__To do__. Reproduce the items from the line containing "Category: paved walking path" through the end of the items, replacing "braided hair" with "plaited hair" and leaving everything else unchanged.

Items excerpted from a collection:
● ● ● ● ●

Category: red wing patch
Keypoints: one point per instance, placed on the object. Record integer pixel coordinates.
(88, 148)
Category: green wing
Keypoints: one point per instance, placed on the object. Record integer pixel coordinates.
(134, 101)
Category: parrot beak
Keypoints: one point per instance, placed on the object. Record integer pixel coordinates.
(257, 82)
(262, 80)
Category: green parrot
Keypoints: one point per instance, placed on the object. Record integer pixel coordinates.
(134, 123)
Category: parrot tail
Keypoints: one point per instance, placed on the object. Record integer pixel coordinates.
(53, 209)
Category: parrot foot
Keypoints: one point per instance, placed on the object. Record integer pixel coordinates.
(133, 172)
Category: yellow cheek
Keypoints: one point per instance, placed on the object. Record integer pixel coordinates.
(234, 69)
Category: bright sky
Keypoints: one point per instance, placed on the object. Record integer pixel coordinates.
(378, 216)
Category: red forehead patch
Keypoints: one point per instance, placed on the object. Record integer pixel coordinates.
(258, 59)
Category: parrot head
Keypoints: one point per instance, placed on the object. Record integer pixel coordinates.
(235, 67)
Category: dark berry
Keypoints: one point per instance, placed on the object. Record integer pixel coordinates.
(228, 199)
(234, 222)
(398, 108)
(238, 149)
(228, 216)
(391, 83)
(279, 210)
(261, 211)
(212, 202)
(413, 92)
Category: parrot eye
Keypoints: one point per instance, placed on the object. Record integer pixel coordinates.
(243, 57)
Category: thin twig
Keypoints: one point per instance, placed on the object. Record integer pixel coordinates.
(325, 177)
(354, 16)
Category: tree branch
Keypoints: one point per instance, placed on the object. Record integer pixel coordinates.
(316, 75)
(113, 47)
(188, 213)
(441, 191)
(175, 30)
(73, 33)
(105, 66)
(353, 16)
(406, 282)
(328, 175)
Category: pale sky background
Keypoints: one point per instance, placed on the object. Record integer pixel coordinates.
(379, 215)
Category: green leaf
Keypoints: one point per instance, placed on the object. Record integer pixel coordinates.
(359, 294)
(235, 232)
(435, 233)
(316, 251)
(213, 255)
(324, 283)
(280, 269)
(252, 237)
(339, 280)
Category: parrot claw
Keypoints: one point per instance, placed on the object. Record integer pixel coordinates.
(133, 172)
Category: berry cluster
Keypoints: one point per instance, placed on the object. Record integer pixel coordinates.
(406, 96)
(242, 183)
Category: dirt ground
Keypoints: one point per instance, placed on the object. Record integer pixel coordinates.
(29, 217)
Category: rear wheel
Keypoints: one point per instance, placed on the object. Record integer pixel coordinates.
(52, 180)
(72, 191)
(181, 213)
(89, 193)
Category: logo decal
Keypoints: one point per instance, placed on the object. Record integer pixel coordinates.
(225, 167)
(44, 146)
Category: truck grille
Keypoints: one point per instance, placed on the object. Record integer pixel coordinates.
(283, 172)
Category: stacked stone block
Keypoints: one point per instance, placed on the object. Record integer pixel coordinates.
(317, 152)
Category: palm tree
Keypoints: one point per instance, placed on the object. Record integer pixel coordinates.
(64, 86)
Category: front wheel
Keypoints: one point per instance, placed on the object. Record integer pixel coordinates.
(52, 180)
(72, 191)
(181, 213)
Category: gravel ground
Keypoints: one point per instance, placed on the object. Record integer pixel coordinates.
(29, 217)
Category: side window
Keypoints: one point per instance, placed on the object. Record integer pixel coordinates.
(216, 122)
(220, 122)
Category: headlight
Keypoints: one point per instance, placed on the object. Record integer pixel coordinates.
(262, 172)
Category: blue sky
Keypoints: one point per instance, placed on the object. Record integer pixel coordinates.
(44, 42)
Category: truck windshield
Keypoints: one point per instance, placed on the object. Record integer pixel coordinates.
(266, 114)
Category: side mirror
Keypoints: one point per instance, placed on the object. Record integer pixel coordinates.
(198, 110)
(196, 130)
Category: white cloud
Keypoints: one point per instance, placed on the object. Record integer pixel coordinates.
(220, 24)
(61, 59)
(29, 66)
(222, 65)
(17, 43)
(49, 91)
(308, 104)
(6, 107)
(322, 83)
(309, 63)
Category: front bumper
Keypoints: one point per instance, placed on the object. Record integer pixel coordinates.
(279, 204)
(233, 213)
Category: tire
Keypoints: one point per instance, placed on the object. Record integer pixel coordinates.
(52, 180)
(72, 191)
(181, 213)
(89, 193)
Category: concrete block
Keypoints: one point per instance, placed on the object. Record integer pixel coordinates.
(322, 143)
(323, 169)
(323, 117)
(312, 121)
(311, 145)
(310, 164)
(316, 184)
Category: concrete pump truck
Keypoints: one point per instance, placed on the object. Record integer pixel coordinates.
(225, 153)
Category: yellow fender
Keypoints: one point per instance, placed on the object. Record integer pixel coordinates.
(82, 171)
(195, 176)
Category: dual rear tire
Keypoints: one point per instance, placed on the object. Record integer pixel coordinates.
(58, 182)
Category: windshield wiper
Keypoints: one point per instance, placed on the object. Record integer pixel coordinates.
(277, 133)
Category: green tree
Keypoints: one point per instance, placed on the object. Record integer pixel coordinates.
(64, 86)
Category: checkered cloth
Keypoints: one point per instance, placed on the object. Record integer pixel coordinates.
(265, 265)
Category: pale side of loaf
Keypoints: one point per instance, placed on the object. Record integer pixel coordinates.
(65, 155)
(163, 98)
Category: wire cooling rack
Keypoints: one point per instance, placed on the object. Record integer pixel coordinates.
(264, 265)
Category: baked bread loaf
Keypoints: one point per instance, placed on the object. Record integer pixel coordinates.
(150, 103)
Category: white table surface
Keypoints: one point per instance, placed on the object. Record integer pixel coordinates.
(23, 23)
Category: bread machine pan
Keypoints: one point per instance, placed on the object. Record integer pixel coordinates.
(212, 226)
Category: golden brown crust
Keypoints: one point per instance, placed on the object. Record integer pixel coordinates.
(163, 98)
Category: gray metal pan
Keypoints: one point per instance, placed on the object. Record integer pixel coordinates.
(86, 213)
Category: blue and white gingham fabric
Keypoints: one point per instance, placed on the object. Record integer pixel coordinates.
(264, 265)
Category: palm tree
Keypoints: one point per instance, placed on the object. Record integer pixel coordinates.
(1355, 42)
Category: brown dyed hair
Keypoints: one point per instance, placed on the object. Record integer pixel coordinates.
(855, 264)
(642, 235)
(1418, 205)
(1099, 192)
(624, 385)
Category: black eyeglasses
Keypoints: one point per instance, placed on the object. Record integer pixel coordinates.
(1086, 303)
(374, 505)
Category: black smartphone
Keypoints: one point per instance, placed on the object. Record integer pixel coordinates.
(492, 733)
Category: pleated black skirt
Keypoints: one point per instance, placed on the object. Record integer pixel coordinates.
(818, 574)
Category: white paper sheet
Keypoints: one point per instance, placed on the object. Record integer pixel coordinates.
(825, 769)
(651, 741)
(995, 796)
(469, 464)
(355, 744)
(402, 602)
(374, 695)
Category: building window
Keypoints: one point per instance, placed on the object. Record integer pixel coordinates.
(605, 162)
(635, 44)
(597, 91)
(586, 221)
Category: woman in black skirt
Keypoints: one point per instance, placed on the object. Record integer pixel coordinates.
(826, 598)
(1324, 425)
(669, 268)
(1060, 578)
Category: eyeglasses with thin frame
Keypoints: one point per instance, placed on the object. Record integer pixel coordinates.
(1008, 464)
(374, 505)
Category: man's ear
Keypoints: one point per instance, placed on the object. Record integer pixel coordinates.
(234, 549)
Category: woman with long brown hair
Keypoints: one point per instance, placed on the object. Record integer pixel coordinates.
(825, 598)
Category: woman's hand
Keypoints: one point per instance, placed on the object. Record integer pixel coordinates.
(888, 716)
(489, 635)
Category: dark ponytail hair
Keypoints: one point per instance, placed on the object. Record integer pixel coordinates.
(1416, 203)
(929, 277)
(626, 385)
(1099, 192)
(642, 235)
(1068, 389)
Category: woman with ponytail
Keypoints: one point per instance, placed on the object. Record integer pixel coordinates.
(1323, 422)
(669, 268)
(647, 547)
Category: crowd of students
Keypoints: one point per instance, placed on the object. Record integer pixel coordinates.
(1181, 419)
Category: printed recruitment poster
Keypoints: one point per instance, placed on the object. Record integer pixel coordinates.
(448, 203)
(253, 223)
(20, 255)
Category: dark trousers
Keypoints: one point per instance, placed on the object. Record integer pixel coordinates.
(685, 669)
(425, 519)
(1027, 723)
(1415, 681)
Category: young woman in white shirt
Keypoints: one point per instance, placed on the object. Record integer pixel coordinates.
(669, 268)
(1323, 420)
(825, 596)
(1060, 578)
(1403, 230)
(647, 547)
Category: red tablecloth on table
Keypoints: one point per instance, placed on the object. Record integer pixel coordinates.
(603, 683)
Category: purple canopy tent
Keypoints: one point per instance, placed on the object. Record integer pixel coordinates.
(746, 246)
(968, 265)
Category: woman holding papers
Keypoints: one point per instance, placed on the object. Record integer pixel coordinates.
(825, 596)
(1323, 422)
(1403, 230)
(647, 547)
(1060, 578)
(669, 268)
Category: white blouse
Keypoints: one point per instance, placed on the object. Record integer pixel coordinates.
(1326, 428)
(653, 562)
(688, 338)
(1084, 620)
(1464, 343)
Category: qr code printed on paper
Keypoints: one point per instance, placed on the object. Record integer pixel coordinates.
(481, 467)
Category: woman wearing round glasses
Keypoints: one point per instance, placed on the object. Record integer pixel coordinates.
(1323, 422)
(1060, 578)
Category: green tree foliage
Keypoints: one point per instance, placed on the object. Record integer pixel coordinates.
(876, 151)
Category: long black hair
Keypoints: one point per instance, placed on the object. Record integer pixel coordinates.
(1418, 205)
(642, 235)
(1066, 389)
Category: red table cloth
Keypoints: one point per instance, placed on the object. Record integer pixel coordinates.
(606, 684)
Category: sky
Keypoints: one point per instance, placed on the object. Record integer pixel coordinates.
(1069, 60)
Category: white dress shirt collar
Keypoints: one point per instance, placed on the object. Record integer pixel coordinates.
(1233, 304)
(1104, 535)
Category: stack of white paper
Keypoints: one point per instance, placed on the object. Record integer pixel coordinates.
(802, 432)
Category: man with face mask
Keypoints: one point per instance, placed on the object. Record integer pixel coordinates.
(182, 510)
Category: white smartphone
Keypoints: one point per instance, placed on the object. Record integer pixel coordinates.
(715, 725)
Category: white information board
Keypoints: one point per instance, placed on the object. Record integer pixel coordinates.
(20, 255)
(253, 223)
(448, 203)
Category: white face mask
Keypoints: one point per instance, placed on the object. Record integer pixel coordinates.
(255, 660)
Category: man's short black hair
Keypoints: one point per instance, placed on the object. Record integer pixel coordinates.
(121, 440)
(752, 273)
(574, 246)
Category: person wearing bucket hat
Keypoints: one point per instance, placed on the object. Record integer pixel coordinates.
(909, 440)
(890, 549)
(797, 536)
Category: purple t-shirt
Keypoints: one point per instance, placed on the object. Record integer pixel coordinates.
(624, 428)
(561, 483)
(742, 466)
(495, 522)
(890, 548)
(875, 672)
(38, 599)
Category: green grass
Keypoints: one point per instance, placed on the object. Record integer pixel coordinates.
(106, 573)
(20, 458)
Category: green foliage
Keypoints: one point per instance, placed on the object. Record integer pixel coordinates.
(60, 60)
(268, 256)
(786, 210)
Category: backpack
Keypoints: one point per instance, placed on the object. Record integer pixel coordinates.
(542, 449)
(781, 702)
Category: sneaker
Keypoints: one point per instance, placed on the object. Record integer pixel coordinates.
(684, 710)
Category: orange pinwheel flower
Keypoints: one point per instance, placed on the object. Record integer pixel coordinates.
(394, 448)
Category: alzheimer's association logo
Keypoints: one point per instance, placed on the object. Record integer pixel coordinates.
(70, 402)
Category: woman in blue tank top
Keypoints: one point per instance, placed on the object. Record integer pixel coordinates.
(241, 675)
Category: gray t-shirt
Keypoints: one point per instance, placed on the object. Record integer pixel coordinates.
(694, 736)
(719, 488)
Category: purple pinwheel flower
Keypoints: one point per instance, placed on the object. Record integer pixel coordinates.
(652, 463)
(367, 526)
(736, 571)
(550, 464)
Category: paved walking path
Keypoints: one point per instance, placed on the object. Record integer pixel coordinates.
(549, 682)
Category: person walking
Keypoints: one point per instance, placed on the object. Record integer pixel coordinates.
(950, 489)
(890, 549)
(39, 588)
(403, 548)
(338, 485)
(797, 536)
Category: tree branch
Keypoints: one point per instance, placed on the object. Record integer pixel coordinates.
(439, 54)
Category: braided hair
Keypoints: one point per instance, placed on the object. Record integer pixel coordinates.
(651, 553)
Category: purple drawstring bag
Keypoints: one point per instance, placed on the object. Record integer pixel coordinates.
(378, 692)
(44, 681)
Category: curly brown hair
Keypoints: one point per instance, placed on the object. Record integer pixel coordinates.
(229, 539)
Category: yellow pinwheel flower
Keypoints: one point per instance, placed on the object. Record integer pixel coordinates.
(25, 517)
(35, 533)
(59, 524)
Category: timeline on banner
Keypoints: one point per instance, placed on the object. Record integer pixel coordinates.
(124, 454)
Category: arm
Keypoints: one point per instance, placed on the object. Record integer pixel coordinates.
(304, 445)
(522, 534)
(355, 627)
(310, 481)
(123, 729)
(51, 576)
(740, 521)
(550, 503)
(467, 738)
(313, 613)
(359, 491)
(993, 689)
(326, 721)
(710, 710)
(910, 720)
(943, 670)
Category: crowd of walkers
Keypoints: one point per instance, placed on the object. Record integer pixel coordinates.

● ● ● ● ●

__Task output__.
Category: paved walking path
Keypoints: one point per instance, placed on the object. Record integer pixel coordinates.
(549, 682)
Category: person walking
Keypoints: one point per instance, placed on the object. Record integer pixel coordinates.
(950, 489)
(890, 549)
(39, 588)
(403, 548)
(338, 485)
(797, 536)
Category: tree branch
Keypoints: one point per instance, placed on the object. Record integer pixel coordinates.
(439, 54)
Category: plaited hair
Keypoints: one point per instance, placed on the object. Record integer pixel coordinates.
(651, 553)
Category: purple drawstring bag
Keypoints: one point per instance, placed on the object. Record integer pixel coordinates.
(378, 692)
(44, 681)
Category: curly brown hair
Keypoints: one point per instance, placed on the object. Record integer pixel coordinates.
(229, 539)
Category: yellow pinwheel flower
Keypoints: one point per instance, placed on the object. Record integer pixel coordinates.
(25, 517)
(35, 533)
(59, 524)
Category: timeline on banner
Keypoints: one point per instance, placed on the object. Record integer pixel coordinates.
(124, 454)
Category: arm
Keypoints: one point per instance, placed on the object. Record integer pixel coordinates.
(304, 445)
(522, 534)
(355, 627)
(310, 481)
(123, 729)
(51, 576)
(740, 521)
(550, 503)
(467, 738)
(313, 613)
(359, 491)
(993, 689)
(326, 721)
(710, 710)
(910, 720)
(943, 670)
Category: crowd of walkers
Keypoints: one point per instance, placed on the object. Record integer pixel coordinates.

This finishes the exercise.